| WORK REQUEST |
Each line from the one containing "One pin marks each instance of the rear side" through the end of the data below is to be output verbatim, with no lines added or left out.

| ENTRIES SUPPLIED |
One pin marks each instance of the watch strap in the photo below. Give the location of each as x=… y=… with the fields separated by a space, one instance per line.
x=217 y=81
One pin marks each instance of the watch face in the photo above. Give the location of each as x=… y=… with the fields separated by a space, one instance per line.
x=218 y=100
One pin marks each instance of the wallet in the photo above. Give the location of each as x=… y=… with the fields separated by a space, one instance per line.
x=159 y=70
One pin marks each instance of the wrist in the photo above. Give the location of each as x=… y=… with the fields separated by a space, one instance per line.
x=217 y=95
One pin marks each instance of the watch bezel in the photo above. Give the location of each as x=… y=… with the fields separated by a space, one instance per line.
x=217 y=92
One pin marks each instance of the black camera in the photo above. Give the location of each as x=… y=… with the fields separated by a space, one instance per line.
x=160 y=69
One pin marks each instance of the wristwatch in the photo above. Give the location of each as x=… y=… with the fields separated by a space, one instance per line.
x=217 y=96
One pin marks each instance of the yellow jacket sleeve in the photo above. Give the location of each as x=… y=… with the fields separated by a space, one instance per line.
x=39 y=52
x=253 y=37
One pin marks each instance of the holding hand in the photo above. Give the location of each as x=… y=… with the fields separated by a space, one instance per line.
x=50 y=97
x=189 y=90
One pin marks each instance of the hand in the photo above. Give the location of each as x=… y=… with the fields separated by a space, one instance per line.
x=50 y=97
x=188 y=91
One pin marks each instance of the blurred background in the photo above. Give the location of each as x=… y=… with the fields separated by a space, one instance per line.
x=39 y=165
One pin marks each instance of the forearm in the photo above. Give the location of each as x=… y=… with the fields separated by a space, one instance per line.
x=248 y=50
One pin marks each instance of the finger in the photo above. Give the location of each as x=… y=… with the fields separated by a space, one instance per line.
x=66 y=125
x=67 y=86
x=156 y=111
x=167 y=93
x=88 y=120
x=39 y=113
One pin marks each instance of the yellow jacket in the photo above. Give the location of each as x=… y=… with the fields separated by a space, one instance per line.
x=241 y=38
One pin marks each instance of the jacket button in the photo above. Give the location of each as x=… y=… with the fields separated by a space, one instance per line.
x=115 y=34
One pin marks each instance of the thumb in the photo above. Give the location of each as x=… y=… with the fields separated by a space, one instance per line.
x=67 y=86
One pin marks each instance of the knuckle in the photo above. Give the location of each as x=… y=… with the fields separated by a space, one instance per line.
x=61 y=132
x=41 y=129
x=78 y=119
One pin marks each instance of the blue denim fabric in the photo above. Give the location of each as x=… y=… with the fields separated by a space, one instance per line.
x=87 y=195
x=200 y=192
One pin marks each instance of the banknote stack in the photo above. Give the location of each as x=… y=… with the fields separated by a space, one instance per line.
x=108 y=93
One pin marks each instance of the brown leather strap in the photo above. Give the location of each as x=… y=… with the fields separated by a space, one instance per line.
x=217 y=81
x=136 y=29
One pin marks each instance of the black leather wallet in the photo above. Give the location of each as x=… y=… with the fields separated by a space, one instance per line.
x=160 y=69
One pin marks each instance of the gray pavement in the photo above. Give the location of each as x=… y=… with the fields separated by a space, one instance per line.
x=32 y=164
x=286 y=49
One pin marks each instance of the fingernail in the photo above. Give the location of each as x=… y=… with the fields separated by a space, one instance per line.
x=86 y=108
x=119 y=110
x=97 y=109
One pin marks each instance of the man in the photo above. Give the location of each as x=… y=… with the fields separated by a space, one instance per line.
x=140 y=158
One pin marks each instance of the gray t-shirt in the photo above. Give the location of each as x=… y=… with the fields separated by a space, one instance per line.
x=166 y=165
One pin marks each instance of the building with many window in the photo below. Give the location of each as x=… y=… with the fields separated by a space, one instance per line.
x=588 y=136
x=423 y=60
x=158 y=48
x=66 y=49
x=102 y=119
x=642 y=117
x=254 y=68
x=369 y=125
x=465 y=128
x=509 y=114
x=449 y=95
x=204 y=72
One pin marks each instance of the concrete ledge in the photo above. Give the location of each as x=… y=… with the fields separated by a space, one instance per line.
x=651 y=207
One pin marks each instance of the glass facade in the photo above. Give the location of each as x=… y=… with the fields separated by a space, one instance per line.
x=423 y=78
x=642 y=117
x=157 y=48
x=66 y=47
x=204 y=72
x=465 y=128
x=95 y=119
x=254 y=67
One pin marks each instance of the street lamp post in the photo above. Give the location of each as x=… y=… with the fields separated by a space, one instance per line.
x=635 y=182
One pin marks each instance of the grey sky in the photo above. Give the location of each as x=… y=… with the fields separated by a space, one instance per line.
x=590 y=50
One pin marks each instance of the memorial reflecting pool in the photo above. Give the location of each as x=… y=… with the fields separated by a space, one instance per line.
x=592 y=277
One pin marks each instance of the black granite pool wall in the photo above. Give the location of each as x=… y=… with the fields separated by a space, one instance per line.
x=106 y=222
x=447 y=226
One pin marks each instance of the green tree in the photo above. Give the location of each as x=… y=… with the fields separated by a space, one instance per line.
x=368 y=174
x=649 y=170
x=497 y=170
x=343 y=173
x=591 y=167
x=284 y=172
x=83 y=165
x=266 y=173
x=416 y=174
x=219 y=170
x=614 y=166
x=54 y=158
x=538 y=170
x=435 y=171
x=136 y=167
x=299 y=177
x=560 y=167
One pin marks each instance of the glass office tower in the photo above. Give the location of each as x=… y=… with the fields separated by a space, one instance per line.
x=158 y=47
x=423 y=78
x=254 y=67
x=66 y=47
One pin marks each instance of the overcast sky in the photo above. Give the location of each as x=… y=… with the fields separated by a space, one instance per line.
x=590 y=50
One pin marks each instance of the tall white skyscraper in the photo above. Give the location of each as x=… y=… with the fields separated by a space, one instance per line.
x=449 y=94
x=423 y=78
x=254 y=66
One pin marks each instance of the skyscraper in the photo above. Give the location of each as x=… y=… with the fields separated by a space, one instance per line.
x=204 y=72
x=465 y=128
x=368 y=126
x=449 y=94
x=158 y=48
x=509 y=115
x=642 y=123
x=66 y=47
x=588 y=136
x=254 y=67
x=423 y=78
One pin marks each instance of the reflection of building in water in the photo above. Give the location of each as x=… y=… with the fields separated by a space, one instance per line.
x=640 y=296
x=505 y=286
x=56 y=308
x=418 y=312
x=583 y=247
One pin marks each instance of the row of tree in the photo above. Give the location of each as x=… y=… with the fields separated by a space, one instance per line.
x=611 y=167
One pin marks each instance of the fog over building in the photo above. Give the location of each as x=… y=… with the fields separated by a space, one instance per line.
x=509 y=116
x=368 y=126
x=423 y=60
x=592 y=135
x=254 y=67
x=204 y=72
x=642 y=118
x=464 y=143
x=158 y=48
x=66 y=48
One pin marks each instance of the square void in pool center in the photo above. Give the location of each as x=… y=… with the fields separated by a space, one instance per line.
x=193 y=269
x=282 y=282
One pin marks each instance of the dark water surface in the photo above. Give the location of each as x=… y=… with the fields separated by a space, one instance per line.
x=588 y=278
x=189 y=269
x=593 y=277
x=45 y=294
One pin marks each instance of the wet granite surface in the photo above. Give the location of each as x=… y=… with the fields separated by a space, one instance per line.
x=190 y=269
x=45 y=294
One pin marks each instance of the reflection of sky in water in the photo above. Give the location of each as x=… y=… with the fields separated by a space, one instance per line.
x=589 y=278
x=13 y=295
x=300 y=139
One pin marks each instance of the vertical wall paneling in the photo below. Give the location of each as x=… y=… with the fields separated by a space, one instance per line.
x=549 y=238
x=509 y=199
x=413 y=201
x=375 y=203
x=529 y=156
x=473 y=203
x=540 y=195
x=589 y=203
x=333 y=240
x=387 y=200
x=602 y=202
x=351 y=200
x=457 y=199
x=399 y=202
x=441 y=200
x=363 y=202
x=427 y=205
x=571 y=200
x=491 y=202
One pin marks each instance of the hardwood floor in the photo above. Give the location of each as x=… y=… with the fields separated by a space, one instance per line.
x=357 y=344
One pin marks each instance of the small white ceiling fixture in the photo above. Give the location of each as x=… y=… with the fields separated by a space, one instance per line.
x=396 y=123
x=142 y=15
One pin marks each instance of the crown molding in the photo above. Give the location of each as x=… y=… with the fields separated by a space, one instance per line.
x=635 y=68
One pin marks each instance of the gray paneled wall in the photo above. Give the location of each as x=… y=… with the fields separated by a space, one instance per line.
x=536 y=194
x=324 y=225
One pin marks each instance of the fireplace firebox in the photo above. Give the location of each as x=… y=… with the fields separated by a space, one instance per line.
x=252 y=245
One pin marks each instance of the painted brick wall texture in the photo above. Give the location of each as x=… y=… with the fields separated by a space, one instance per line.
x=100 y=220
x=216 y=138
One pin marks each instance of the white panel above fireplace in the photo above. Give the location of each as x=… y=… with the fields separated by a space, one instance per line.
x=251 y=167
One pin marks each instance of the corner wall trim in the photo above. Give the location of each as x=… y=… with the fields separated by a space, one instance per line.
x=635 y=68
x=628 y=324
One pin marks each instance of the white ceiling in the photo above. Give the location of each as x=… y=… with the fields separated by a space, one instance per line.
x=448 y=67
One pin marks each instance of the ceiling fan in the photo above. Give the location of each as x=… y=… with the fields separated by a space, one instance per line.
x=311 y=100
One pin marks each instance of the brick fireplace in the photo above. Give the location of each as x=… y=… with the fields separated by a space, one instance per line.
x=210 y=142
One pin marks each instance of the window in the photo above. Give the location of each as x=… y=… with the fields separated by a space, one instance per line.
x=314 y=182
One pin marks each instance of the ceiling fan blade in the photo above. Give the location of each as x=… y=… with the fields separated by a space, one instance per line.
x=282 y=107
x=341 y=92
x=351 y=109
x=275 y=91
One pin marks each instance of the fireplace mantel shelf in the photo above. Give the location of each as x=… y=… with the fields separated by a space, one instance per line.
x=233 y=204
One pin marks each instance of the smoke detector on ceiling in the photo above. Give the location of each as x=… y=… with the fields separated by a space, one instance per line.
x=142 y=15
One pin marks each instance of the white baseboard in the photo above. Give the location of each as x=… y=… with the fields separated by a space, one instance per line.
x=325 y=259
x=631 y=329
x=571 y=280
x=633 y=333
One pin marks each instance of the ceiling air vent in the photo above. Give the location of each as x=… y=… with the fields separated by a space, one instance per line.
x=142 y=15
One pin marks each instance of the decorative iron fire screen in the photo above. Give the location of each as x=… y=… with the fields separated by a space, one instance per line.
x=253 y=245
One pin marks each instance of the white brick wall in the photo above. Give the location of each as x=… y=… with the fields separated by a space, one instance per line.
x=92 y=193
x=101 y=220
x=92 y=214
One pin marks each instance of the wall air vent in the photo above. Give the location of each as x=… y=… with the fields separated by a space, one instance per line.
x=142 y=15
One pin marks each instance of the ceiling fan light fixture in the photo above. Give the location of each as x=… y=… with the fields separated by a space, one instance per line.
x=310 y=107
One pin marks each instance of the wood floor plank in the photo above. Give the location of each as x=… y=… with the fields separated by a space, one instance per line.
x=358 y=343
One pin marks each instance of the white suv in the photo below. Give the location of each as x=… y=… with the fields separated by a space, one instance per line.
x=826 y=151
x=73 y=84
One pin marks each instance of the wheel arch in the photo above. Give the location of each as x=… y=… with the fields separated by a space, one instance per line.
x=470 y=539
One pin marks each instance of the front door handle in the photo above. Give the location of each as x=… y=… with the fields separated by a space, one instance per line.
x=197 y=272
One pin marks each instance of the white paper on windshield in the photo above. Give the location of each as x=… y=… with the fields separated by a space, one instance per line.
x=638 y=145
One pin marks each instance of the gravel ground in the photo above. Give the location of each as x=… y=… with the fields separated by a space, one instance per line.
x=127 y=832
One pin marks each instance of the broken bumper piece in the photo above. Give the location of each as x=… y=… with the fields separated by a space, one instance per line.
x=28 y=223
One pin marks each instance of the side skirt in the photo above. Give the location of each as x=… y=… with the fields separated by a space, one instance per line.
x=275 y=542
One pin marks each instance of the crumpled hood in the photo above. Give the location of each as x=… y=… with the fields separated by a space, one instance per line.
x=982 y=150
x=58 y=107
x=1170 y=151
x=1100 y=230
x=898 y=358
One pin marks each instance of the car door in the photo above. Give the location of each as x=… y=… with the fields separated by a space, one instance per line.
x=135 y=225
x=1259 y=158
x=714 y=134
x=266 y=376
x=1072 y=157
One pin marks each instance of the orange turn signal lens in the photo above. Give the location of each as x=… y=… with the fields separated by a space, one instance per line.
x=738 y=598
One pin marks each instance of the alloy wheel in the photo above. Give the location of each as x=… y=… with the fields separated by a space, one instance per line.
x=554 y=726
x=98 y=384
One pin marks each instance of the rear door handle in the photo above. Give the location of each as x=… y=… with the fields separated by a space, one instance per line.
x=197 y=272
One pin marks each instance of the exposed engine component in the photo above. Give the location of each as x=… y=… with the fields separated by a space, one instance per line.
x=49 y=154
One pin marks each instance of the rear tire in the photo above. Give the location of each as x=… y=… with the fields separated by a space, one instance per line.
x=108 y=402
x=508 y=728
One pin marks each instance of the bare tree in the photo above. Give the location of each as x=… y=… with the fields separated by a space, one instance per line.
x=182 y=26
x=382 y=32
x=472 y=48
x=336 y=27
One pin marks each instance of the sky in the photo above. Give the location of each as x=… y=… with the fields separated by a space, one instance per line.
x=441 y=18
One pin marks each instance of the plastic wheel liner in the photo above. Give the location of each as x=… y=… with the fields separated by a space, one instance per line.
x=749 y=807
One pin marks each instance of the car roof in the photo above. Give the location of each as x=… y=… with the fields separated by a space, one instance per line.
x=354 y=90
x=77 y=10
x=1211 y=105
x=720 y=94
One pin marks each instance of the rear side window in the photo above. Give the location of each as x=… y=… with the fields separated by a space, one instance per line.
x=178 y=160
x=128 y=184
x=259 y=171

| REPLY |
One pin marks each instance of the rear side window in the photo above. Give the location of each as x=… y=… with the fields separated by a space, one instance per line.
x=178 y=160
x=128 y=184
x=259 y=171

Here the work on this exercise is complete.